» **Problem statement**
Can you duplicate the Medicare Advantage rates passage word for word, everything from "The final rate" down to "up the rates."?

» **Text passage**
- - -

The verdict on the 2015 rates, and what it will mean for both large commercial insurers and health systems that operate Advantage plans, remains murky.
The final rate guidelines will be issued on April 7 for the Advantage program, which now serves approximately 30% of all Medicare beneficiaries. Insurers are heavily lobbying the Obama administration to bump up the rates.
There is confusion about the CMS proposal because Advantage rates hinge on a complex array of factors that aren't easily distilled down to a single number. The most basic element is the reduction in benchmark rates for Advantage plans, but even that is not simple.
Under the Patient Protection and Affordable Care Act, the CMS has been transitioning to a new system for calculating Advantage rates. Under the old methodology, the rate reduction would have been 3.6%. But under the new system, based on the cost of traditional fee-for-service Medicare, the reduction would have been 1.7%. When the two are blended together, it produces a drop in the benchmark of 1.9% for 2015.
Further depressing rates is the end of a three-year program that provided quality bonuses to plans that received at least three stars on a five-star scale. Under that program, 58% of plans were eligible for bonuses. But starting in 2015, only plans that receive at least four stars will be eligible for additional payments. That's expected to cut about 1.7% from overall payment rates.
“This is now open season on inferior species in Medicare Advantage,” said Washington-based insurance consultant John Gorman.
Another drag on rates is the implementation of cuts under the ACA, which help fund the law's insurance premium subsidies. Most analysts figure that those reductions will result in plans getting paid about 2% less in 2015.
“We believe smaller and weaker health plans will likely exit the market or seek buyers, whereas larger players will reduce benefits, cut providers and eliminate membership in weak-margin geographies to compensate for these rates,” Wells Fargo analysts wrote.
But the CMS' proposal wasn't all bad news for insurers. They could see a significant spike in rates from a re-calculation of the risk adjustment scores that the CMS uses to determine payments. It's anticipated to give an average boost of 3% in rates.
Despite rate cuts in recent years, Advantage rolls have continued to swell. In 2014, the number of enrollees grew by 8.9%, totaling nearly 16 million.

- - -

(Referring expression data)
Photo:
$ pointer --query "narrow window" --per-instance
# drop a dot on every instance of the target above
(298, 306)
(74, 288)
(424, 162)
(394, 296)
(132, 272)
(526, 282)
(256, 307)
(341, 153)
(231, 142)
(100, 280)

- - -

» **Problem solution**
The final rate guidelines will be issued on April 7 for the Advantage program, which now serves approximately 30% of all Medicare beneficiaries. Insurers are heavily lobbying the Obama administration to bump up the rates.